[What the task requires]: Count the lines in the listing below that contain the string "person", matching case exactly, and reply with that number alone.

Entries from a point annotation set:
════════════════════

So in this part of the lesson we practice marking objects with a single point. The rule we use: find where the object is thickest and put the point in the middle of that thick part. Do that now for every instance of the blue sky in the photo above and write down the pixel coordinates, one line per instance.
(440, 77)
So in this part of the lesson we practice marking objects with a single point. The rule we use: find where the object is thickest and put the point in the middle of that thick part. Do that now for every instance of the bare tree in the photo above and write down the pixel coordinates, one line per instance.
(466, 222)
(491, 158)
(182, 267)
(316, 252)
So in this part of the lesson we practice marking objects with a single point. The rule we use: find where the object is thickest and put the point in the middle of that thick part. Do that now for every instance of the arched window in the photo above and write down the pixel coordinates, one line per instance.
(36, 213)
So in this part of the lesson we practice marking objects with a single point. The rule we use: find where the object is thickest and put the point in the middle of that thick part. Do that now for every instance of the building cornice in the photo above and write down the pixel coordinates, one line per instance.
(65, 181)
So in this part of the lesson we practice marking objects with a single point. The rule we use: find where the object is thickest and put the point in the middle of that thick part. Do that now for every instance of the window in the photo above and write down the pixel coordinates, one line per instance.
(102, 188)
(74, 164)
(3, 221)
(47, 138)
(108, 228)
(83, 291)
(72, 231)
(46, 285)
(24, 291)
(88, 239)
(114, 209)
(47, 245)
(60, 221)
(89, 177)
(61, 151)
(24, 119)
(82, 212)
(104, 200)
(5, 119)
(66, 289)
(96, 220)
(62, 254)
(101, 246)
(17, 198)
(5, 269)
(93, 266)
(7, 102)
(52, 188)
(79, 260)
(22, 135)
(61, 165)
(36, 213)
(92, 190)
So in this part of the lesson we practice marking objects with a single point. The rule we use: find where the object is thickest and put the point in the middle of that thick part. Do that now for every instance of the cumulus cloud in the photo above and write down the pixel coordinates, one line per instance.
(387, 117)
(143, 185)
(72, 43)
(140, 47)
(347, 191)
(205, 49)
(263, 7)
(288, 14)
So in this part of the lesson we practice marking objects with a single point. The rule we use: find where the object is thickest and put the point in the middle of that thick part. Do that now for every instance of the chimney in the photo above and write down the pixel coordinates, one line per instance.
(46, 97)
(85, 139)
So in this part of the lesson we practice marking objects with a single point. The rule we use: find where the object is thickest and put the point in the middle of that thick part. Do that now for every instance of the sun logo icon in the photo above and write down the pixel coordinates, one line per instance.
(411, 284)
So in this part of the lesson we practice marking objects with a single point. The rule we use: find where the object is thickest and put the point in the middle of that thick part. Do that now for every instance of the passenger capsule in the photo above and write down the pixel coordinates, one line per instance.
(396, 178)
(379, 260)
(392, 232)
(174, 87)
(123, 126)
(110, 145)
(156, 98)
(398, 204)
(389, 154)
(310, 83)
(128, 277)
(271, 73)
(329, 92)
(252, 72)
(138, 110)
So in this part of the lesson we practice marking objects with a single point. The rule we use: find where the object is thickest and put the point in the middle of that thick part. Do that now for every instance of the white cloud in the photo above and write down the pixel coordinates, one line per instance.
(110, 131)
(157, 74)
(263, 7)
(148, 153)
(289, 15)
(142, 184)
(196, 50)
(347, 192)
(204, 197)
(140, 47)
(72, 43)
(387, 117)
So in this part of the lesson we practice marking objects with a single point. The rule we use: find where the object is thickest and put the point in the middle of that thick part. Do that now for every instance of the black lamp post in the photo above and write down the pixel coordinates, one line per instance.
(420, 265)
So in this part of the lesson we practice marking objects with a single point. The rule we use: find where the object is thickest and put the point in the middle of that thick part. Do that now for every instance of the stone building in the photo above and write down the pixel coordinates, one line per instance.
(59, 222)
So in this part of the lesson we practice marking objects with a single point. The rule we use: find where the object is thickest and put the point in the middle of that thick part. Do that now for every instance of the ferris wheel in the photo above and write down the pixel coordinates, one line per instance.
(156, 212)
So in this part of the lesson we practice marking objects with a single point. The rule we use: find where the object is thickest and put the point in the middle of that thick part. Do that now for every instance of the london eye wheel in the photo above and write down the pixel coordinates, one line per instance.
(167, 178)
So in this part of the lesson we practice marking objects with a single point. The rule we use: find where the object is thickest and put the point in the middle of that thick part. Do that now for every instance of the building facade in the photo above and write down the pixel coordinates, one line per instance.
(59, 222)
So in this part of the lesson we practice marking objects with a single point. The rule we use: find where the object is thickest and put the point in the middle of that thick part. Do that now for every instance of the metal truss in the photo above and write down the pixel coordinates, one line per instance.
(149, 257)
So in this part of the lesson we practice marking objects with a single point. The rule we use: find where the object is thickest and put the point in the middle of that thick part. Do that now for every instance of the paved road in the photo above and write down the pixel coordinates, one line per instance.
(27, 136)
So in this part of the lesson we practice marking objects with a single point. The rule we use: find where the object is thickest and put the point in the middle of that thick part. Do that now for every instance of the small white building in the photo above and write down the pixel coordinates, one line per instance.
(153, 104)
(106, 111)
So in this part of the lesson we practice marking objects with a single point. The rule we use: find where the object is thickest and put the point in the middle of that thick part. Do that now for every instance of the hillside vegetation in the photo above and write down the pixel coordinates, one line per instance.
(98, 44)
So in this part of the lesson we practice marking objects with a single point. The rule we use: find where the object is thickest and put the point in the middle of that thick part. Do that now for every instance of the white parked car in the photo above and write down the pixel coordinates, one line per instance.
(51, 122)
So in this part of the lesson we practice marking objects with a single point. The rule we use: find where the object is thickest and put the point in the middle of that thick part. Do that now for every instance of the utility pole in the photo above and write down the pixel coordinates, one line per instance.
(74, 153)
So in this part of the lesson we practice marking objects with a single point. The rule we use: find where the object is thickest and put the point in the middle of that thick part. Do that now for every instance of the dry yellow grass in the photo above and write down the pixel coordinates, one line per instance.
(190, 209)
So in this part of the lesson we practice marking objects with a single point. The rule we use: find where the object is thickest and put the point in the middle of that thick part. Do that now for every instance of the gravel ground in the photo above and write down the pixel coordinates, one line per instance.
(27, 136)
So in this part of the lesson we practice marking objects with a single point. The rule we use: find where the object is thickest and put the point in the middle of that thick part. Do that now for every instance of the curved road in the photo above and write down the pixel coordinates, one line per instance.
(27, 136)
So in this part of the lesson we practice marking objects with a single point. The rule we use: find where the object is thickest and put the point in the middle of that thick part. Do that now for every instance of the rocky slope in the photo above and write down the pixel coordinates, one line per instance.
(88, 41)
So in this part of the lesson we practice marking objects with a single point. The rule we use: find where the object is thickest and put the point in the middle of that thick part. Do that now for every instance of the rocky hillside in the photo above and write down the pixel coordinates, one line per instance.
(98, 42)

════════════════════

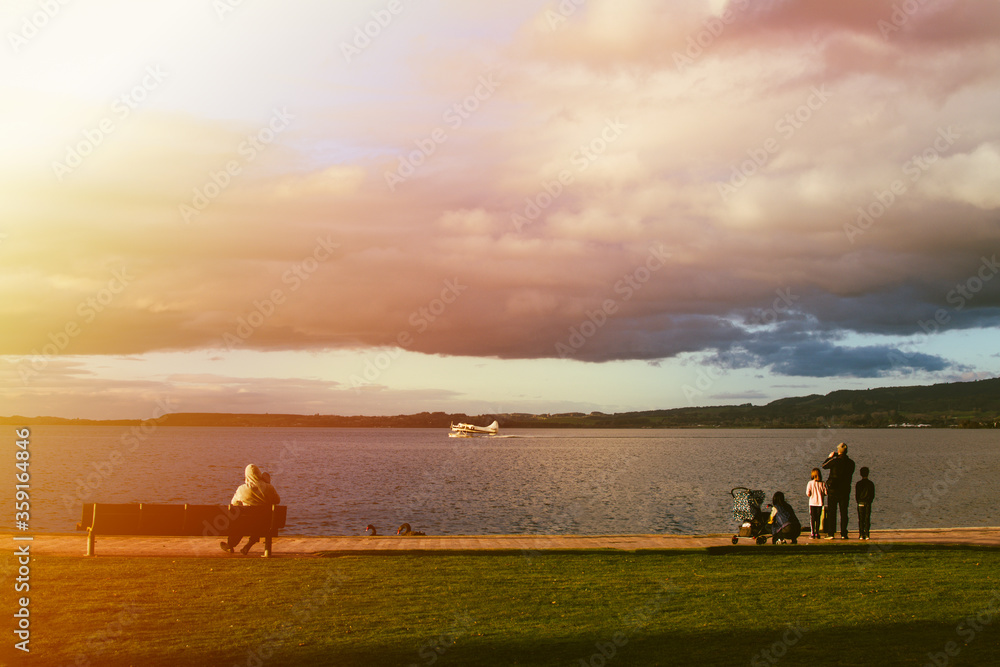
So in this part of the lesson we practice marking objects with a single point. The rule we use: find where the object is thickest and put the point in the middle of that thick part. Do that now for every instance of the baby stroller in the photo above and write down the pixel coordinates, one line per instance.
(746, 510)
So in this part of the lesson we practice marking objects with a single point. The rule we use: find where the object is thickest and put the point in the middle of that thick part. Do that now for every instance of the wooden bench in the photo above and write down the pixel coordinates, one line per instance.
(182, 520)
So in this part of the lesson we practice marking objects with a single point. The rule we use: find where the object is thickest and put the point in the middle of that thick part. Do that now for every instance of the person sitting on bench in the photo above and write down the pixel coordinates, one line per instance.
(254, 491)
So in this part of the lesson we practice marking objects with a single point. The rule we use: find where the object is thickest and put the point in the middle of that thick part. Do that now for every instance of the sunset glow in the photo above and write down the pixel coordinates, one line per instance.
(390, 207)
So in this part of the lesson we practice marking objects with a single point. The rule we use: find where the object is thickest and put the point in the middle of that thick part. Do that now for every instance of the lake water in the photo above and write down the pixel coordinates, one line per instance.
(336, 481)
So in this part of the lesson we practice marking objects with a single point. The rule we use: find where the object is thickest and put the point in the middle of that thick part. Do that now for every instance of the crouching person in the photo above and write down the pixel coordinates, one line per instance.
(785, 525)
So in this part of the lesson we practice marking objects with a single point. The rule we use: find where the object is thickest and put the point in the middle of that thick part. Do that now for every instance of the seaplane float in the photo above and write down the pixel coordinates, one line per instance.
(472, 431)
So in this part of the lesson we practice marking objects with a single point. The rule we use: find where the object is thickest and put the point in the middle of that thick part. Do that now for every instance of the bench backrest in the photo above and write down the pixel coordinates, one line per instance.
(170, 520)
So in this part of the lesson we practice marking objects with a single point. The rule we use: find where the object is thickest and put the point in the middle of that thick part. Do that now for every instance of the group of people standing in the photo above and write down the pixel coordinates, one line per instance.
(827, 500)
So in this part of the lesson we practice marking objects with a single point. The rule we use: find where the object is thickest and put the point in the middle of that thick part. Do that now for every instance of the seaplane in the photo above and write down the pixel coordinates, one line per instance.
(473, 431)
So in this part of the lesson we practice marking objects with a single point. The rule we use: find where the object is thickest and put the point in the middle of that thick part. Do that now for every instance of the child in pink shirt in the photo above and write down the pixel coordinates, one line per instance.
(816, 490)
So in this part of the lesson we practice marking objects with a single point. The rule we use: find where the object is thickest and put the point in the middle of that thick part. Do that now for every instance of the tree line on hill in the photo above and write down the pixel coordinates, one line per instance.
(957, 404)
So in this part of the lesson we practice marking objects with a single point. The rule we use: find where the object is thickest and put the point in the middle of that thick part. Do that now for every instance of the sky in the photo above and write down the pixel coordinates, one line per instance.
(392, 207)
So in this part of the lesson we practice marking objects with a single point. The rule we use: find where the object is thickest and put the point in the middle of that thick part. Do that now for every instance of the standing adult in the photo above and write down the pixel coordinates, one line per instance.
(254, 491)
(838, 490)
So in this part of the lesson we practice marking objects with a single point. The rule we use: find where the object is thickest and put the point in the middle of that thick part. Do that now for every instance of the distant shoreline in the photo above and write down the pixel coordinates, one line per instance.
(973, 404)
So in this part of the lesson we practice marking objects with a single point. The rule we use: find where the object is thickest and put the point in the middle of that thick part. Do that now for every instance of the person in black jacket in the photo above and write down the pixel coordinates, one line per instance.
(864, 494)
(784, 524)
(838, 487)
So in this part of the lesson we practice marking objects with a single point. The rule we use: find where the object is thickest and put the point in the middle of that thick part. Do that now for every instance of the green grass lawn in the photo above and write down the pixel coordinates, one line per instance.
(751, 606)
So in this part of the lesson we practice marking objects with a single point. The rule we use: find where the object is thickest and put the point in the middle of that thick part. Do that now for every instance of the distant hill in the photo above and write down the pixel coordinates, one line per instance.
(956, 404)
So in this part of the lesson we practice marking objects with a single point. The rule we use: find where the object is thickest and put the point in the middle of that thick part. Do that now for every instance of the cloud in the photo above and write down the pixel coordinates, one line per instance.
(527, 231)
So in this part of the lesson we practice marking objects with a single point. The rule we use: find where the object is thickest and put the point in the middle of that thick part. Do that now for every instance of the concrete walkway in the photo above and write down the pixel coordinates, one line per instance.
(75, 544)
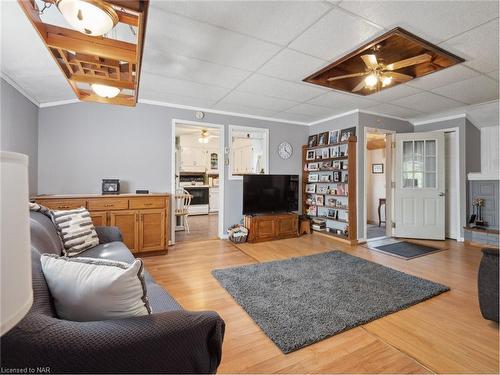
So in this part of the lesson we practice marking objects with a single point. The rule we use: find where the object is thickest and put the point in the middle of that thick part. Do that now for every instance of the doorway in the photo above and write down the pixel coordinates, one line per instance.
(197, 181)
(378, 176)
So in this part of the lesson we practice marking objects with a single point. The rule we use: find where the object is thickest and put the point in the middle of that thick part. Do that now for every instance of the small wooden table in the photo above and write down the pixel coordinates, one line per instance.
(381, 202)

════════════════════

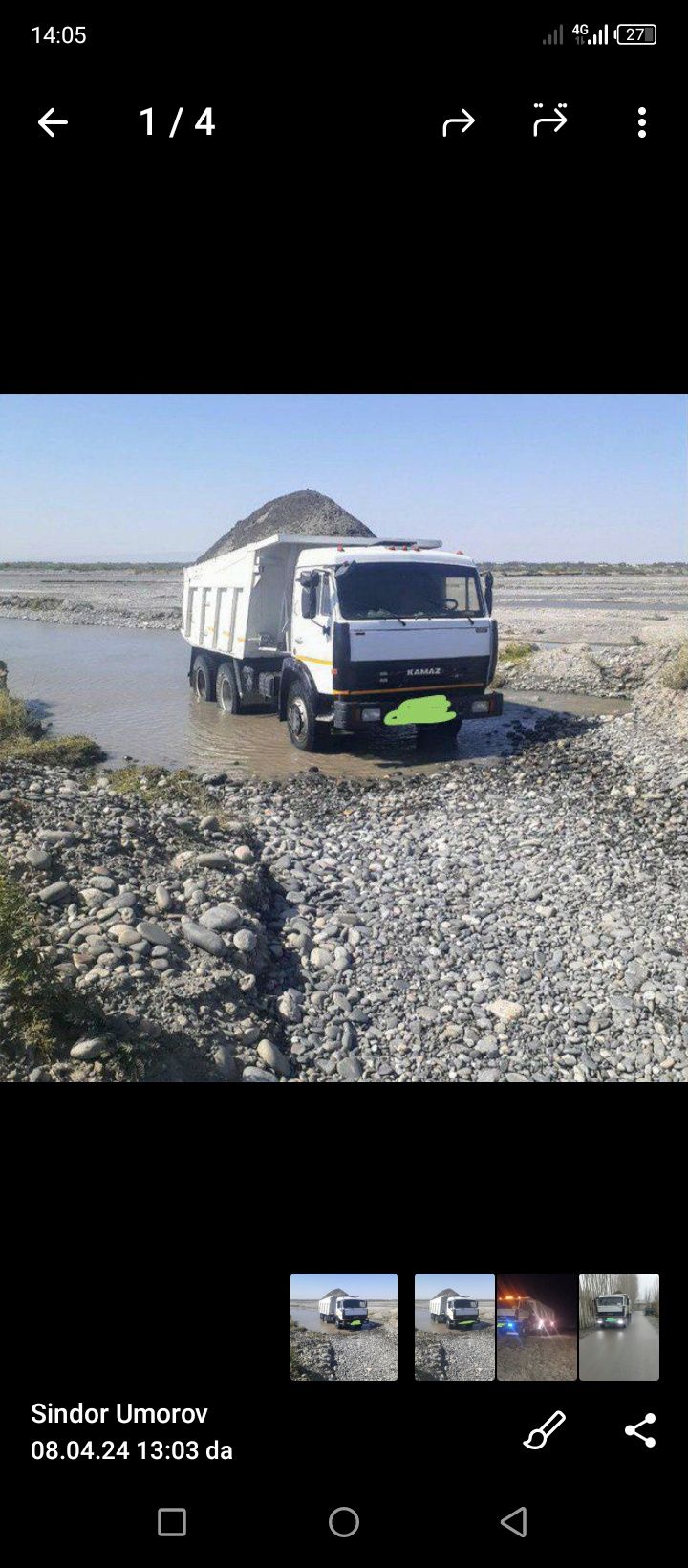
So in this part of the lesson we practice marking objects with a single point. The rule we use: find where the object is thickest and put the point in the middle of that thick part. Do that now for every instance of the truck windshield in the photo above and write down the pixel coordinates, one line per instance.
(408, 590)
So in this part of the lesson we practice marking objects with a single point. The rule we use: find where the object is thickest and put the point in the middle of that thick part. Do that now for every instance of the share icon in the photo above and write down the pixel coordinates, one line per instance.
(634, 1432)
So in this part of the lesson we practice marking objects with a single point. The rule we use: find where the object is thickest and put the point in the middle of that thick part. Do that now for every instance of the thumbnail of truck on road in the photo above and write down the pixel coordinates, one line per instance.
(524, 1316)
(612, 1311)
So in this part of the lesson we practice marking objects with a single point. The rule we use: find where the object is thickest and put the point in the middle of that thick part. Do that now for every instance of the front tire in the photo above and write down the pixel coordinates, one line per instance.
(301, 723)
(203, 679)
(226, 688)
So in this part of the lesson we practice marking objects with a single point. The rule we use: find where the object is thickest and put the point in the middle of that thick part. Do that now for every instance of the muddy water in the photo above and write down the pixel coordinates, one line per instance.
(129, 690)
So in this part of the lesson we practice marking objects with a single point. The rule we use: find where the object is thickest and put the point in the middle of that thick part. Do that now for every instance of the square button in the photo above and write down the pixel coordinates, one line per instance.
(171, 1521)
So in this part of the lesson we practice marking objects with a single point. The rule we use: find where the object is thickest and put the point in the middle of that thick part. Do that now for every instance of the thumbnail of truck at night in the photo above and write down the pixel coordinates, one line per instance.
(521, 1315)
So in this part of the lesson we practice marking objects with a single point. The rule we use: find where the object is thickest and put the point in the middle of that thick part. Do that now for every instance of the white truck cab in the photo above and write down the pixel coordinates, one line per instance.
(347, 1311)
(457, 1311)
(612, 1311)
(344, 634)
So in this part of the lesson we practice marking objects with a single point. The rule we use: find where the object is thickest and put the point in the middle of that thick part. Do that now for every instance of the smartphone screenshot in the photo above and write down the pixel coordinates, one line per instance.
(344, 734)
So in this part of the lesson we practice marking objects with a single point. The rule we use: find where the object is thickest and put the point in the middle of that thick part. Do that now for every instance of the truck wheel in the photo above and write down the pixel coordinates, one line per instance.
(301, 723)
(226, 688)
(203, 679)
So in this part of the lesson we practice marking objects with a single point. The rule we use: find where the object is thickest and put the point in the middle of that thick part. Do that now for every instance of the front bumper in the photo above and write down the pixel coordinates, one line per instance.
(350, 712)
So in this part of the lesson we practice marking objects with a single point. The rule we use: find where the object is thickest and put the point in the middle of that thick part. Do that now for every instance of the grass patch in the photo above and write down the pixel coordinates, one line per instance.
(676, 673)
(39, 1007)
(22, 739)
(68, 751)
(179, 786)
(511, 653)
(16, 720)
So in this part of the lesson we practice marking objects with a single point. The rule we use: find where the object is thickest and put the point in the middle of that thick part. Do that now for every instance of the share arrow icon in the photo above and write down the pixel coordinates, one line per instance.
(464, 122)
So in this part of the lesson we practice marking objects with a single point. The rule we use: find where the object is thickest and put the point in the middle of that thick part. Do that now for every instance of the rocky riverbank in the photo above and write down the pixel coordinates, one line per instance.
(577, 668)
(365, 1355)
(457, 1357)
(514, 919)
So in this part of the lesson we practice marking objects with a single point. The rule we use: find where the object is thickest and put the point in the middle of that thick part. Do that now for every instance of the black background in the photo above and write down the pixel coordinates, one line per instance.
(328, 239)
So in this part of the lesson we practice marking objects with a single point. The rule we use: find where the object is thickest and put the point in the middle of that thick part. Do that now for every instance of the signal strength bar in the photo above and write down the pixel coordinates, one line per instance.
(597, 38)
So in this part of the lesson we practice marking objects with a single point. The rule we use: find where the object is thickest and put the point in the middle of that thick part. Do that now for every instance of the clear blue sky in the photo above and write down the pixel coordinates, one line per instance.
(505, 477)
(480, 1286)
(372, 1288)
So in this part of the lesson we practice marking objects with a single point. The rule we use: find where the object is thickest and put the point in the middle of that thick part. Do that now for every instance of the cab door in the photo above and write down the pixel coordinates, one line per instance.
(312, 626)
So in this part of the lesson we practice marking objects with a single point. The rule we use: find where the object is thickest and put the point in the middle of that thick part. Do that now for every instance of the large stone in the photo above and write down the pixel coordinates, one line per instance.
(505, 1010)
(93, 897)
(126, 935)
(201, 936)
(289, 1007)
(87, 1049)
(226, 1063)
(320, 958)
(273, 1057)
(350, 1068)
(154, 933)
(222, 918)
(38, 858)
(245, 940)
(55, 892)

════════════════════

[Answer to this task]: 3